INPUT FOR THIS TASK:
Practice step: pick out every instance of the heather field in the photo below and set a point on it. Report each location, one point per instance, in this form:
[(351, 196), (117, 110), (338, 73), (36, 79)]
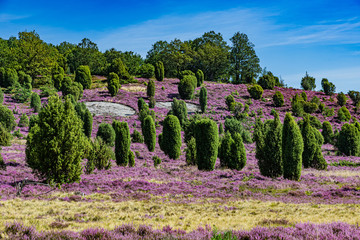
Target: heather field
[(176, 200)]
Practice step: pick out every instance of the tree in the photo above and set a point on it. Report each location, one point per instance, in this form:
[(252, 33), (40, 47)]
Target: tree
[(59, 131), (244, 61), (292, 148)]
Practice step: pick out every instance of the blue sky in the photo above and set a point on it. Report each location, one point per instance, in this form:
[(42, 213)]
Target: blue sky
[(321, 37)]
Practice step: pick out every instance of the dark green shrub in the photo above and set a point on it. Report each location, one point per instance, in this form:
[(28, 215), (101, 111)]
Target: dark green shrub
[(199, 77), (344, 114), (24, 121), (292, 148), (59, 132), (255, 91), (230, 102), (146, 70), (191, 152), (348, 141), (170, 141), (207, 141), (327, 132), (179, 110), (341, 99), (308, 83), (149, 132), (106, 133), (203, 99), (7, 118), (136, 137), (122, 142), (150, 91), (267, 81), (159, 71), (186, 87), (83, 76), (278, 99), (113, 84)]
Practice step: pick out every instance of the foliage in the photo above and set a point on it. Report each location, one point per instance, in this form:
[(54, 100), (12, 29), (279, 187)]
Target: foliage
[(292, 148), (203, 99), (170, 142), (122, 142), (255, 91), (107, 133), (278, 99), (59, 131), (308, 82), (207, 141)]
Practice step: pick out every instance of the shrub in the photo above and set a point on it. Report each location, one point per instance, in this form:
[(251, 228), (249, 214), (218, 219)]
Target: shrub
[(24, 121), (327, 132), (255, 91), (278, 99), (113, 84), (107, 133), (230, 102), (83, 76), (7, 118), (149, 133), (59, 131), (170, 141), (199, 77), (122, 142), (308, 83), (344, 114), (186, 87), (207, 140), (292, 148), (159, 71), (136, 137), (191, 152), (267, 81), (348, 141), (341, 99), (146, 70), (203, 99), (179, 110)]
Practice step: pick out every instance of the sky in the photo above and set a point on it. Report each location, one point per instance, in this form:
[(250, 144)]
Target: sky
[(321, 37)]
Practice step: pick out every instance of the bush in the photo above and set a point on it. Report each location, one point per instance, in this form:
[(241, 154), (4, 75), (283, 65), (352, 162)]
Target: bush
[(308, 83), (107, 133), (207, 140), (344, 114), (24, 121), (122, 142), (278, 99), (149, 132), (146, 70), (255, 91), (7, 118), (203, 99), (267, 81), (348, 141), (136, 137), (199, 77), (83, 76), (170, 142), (113, 84), (186, 87), (159, 71), (292, 148), (59, 131), (150, 91), (341, 99)]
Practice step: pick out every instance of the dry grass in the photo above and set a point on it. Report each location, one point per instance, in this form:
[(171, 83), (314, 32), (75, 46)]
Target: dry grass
[(46, 215)]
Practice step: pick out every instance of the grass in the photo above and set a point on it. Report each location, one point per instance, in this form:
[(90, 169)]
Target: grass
[(104, 213)]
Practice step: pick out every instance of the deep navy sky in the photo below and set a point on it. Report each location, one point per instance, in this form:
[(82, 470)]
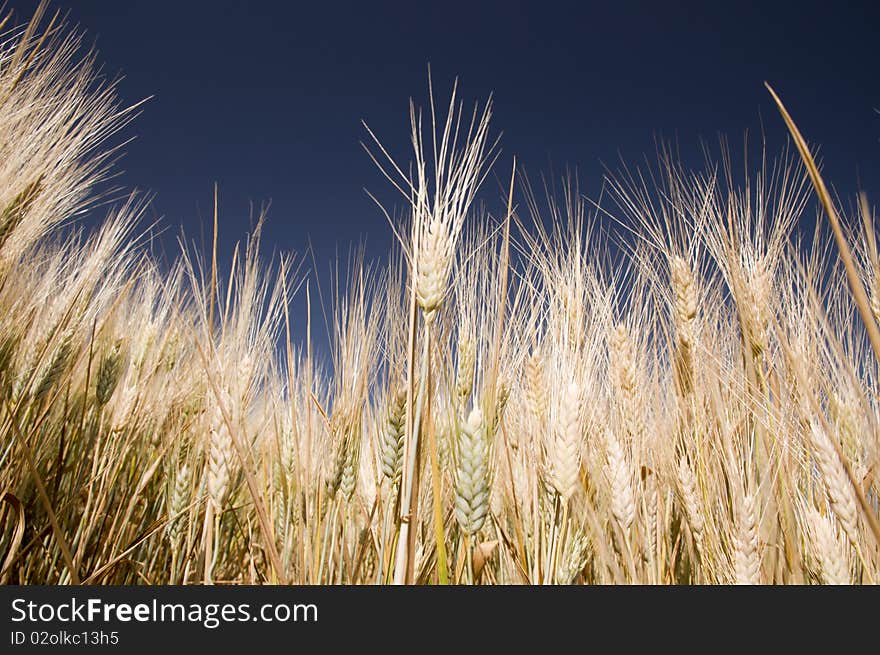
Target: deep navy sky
[(267, 97)]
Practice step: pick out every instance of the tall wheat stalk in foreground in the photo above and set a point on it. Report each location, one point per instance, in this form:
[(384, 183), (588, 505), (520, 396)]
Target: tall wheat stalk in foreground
[(686, 394)]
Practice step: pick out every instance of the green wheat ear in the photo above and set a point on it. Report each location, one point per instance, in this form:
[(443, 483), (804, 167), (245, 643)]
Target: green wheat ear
[(15, 211)]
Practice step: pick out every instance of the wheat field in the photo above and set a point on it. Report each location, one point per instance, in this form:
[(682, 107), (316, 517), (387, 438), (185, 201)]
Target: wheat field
[(678, 389)]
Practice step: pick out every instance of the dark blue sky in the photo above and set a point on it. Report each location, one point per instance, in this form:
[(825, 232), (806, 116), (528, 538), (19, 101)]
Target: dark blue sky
[(267, 97)]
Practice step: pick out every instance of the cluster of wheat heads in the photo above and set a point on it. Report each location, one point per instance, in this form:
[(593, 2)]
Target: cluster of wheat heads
[(511, 400)]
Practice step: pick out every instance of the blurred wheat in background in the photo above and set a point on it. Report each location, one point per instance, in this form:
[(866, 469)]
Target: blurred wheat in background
[(689, 398)]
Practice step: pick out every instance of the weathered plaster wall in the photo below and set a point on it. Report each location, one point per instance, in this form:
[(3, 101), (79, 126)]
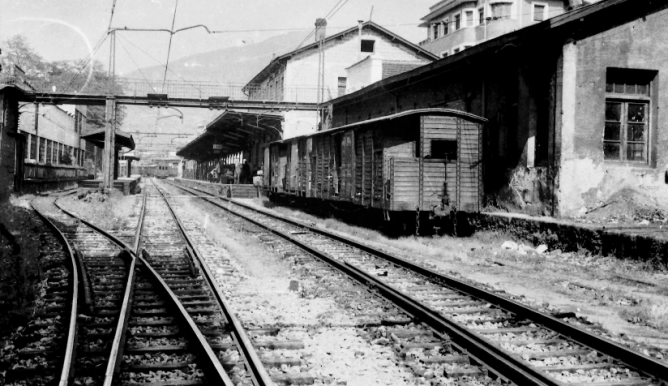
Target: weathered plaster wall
[(53, 123), (513, 95), (586, 178), (301, 73), (8, 128)]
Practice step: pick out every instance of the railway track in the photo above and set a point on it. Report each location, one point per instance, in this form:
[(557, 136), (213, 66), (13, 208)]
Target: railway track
[(146, 325), (386, 328), (45, 348), (522, 344)]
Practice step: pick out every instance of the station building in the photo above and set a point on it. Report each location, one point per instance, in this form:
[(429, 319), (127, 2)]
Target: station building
[(574, 105), (294, 75), (352, 59), (455, 25)]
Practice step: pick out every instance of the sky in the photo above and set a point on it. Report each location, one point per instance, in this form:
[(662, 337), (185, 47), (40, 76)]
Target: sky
[(70, 29)]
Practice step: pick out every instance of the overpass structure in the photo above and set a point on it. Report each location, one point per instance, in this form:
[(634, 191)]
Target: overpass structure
[(138, 92)]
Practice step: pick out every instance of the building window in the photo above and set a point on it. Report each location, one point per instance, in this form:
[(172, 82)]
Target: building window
[(367, 45), (501, 10), (342, 85), (539, 12), (627, 107), (444, 149), (468, 16)]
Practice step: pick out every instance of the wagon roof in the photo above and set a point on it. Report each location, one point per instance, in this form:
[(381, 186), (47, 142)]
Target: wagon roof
[(426, 111)]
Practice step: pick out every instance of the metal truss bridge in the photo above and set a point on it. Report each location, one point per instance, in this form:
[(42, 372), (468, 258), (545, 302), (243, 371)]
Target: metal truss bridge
[(140, 92)]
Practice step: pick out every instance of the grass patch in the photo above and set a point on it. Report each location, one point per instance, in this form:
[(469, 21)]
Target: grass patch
[(649, 313), (111, 212), (19, 265)]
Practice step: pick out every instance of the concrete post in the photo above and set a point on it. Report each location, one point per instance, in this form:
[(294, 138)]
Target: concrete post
[(116, 164), (566, 199), (109, 143)]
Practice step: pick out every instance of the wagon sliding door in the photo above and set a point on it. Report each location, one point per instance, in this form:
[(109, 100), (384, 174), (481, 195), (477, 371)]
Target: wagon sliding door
[(438, 161), (405, 181), (347, 165), (450, 163), (469, 187)]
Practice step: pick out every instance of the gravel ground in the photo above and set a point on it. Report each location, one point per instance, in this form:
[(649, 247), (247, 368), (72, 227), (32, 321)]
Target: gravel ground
[(330, 331), (625, 297)]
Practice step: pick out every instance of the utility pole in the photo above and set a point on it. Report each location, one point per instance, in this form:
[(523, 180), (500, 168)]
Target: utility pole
[(320, 32)]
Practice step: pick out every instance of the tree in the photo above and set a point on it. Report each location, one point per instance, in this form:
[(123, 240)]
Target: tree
[(65, 76), (17, 51)]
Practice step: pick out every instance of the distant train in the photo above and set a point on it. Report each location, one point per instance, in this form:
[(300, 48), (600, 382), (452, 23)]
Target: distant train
[(161, 168), (424, 161)]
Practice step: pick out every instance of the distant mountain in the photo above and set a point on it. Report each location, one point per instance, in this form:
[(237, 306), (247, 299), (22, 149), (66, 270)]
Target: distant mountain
[(234, 64)]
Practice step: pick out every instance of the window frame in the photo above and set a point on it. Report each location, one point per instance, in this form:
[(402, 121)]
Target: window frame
[(341, 88), (623, 141), (373, 46), (615, 76), (493, 6), (465, 13), (546, 12)]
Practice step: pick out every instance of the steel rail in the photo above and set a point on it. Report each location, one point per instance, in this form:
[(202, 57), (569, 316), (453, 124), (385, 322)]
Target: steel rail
[(68, 360), (214, 371), (115, 355), (492, 356), (258, 372), (642, 364)]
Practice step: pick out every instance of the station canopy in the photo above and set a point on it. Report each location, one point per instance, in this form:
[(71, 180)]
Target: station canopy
[(232, 132), (96, 137)]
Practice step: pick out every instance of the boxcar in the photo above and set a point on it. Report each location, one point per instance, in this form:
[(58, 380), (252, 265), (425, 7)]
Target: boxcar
[(425, 160)]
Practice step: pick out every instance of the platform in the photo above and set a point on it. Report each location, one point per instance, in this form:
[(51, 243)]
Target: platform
[(645, 243), (127, 185), (227, 190)]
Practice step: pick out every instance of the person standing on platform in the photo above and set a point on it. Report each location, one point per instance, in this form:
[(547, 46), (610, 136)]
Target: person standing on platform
[(237, 172), (245, 172)]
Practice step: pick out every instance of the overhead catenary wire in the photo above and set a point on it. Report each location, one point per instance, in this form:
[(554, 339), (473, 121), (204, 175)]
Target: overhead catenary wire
[(96, 48), (161, 64), (169, 47), (136, 65)]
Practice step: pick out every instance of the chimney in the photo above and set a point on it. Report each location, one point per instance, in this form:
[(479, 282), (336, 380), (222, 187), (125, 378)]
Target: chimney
[(573, 4), (320, 29)]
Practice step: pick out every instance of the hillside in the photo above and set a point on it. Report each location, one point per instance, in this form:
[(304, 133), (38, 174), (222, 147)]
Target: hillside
[(234, 64)]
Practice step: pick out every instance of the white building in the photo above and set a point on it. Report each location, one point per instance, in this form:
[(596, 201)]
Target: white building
[(294, 76)]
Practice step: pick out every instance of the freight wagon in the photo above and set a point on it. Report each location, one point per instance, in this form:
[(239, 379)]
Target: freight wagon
[(413, 163)]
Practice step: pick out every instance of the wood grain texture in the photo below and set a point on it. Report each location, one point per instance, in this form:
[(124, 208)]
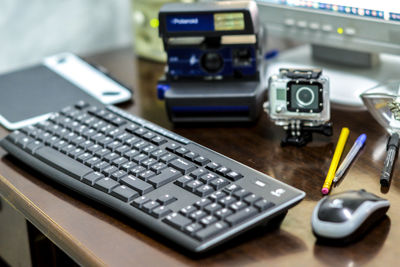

YOUR OBJECTIVE:
Please copy everything in the records above word for word, from the line containing "Practice step: pick out every instance of the blue" down to the line containing "82), (207, 141)]", including both of those lines.

FINAL RESULT:
Practice step: pick out every instance of the blue sky in the photo above and set a point on it. Report each location, one point per instance, in this form:
[(42, 213)]
Target: blue sky
[(321, 37)]
Practice step: pick out every instance of the dark green shrub in the photo above and set a point on it. Report each location, one point per instance, in this form:
[(28, 215), (101, 111)]
Target: dark green shrub
[(199, 77), (344, 114), (24, 121), (292, 148), (59, 132), (255, 91), (230, 102), (146, 70), (191, 152), (348, 141), (170, 141), (207, 141), (327, 132), (179, 110), (341, 99), (308, 83), (149, 132), (106, 133), (203, 99), (7, 118), (136, 137), (122, 142), (150, 91), (267, 81), (159, 71), (186, 87), (83, 76), (278, 99), (113, 84)]
Practice step: pick out every instance of the foliage in the photo above and set a point on it. Report each location, one point per instance, in this form:
[(54, 100), (12, 29), (279, 187)]
Target: foliage
[(292, 148), (203, 99), (170, 142), (122, 142), (255, 91), (107, 133), (278, 99), (59, 131), (308, 82), (207, 141)]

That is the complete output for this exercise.